* **Requirement**:
Reproduce the following records exactly from the line containing "In the photo above, where can the jersey" onward, ending with the last line and including it.

____ Exercise data

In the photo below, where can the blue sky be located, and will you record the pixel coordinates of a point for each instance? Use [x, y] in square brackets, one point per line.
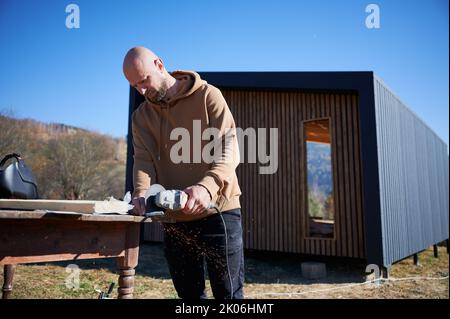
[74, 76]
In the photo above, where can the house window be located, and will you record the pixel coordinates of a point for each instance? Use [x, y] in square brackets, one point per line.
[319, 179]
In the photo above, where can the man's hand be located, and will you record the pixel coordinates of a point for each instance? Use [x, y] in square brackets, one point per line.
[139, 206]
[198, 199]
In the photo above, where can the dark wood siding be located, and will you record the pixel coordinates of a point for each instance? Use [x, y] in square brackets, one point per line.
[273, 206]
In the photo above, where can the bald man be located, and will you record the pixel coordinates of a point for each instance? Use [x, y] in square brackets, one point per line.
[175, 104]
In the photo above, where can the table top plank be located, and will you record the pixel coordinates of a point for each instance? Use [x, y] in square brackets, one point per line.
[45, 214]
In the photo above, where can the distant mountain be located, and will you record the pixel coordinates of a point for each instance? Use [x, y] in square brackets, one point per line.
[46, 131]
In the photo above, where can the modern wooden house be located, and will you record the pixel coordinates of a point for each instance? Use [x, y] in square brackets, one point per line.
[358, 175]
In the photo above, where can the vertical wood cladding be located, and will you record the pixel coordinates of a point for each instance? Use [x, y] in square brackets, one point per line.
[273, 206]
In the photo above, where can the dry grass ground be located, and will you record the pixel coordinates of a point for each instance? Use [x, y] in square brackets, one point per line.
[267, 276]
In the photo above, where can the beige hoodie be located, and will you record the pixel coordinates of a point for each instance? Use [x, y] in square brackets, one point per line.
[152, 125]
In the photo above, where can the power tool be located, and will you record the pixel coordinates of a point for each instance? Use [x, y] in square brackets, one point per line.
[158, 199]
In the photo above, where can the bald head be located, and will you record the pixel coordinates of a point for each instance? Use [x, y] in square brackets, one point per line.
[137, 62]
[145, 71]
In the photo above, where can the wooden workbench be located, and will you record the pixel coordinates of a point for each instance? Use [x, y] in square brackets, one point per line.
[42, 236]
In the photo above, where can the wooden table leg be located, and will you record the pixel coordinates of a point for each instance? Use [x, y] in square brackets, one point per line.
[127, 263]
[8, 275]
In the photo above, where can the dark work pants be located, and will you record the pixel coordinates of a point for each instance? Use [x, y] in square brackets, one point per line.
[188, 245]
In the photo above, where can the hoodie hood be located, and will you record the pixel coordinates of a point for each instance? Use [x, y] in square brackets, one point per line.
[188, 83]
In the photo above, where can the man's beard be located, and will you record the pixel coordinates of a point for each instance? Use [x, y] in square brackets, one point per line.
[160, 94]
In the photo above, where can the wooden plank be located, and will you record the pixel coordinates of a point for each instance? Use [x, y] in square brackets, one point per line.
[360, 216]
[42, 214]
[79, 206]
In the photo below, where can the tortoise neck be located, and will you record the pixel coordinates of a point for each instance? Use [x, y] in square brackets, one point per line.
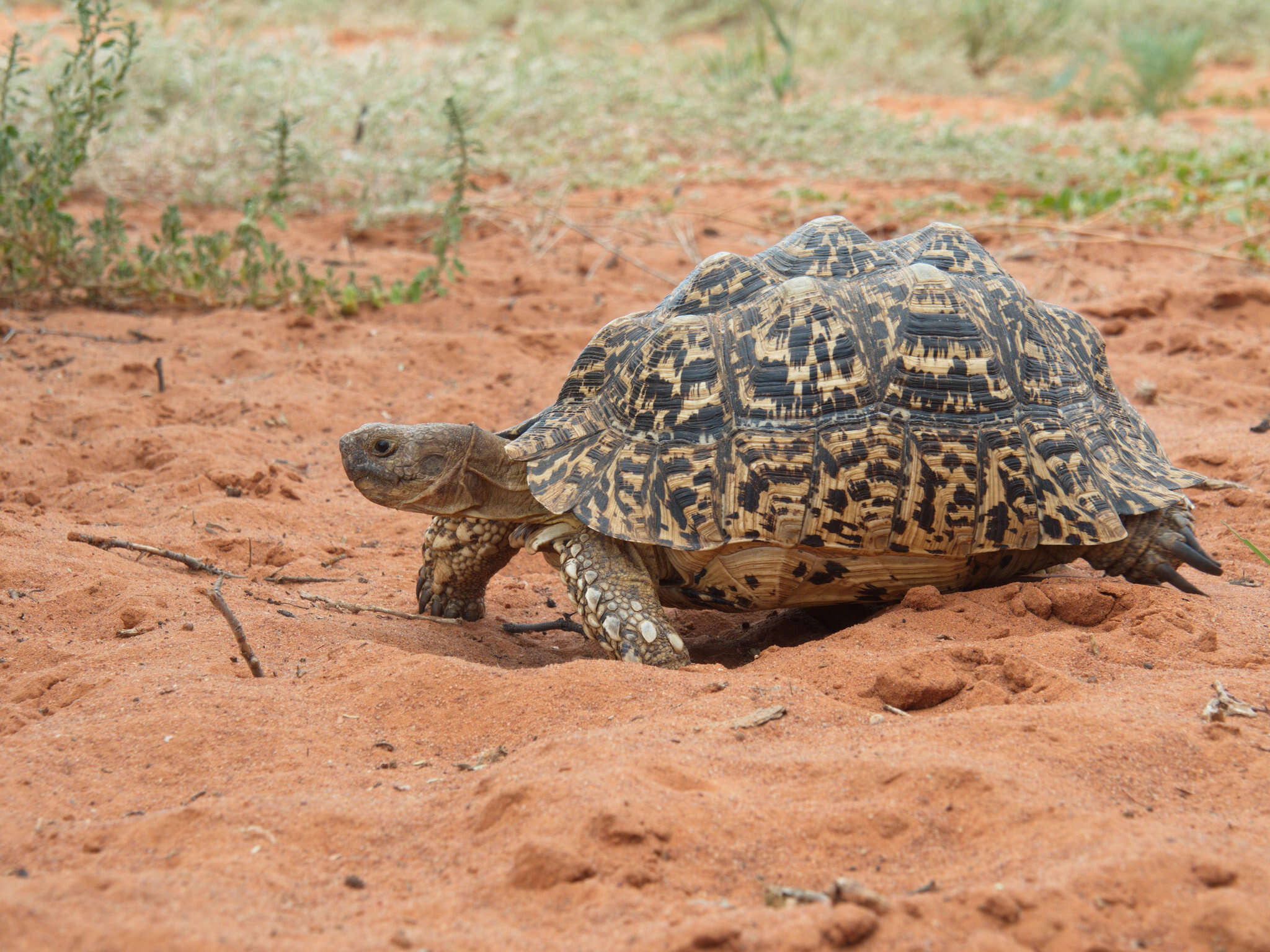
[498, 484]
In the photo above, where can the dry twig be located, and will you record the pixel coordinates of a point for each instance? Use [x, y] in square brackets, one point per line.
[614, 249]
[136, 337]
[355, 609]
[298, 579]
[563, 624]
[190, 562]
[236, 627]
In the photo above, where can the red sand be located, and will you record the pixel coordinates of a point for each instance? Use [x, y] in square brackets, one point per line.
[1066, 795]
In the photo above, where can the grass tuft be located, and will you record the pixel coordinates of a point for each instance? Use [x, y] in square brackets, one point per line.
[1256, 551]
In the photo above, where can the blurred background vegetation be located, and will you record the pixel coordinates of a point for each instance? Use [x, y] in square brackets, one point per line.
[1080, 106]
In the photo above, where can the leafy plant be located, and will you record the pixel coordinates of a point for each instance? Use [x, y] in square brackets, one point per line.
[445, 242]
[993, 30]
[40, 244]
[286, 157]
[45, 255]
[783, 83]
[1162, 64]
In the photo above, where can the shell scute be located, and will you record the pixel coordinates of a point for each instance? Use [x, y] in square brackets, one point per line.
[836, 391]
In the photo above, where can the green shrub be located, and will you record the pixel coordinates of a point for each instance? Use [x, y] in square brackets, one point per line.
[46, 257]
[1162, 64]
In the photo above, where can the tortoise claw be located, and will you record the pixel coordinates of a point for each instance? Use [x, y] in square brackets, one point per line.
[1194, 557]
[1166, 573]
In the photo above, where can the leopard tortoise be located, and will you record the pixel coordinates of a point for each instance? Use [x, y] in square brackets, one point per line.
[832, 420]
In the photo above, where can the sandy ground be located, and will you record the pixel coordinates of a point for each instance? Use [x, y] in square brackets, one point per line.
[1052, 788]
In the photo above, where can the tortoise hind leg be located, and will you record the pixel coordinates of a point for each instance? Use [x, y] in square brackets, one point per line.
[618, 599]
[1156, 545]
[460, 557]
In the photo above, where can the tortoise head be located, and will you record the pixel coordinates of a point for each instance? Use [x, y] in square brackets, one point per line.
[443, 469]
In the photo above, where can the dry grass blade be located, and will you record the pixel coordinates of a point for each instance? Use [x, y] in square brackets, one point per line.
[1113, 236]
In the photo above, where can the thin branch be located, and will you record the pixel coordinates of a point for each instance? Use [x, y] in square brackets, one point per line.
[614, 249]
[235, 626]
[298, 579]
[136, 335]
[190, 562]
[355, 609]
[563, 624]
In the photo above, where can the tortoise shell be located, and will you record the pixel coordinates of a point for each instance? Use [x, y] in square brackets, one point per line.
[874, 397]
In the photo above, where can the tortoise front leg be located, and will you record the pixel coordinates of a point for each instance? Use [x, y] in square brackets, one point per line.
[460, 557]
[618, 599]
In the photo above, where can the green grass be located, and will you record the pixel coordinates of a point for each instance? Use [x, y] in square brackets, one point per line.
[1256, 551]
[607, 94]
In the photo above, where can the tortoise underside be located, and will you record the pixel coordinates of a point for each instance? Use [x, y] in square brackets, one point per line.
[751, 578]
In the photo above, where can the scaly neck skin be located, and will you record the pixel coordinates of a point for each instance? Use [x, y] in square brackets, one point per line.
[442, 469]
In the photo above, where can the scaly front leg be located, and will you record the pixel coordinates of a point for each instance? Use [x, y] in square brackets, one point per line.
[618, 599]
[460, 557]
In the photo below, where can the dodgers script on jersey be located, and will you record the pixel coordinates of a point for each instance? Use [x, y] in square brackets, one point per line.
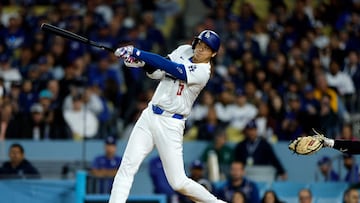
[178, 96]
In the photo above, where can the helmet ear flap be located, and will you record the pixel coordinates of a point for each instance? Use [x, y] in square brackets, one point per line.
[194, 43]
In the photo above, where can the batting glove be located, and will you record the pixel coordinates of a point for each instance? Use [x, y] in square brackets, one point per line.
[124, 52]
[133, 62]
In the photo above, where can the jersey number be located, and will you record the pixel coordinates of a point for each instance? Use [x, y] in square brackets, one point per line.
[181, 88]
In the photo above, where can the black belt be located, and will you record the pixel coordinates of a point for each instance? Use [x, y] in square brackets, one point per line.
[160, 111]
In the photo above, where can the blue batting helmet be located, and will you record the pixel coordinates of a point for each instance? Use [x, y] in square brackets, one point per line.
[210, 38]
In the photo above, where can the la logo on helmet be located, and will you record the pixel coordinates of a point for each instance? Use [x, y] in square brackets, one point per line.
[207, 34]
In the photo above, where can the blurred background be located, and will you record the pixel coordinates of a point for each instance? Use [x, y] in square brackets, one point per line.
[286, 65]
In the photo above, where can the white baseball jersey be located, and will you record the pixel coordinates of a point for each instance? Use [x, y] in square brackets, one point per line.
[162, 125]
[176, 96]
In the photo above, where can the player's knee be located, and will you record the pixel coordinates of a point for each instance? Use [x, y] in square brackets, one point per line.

________

* **Finished task**:
In the photo above, where can the jersey number be located, and will you record the pixel coordinates of a point for each instance? Use [x, y] in square brackets, one point per line.
[181, 88]
In the photo above, where can the black belt be located, and will you record the pixel coordinates of a point for each instance? Use [x, y] in square brackets, one point per line.
[160, 111]
In the photo above, where can the blue batting helmet be located, and will you record the pixel coordinates of a point for each instance? Use [x, y] in square brackets, one point per line.
[210, 38]
In the photo above, where can the la logo on helmet be located, and will you record the pixel coordinates of a point for each instance? Use [x, y] in square brackets, one point per line.
[207, 34]
In the photo above, where can the blurred background be located, and will you record the pixel coordinates of a point for each instance? Use [x, y] in square brackets, one point per line.
[286, 65]
In the photo above, where can the white baseball jersey be located, and will you record the pixel coordinates of a point for each instance? Use [x, y] in square brackets, one point per line.
[162, 125]
[176, 96]
In the photo above, where can the player's knee be located, and will you record the pixel coordinates of a point for each instance? Use [x, y] in square brackets, one point per line.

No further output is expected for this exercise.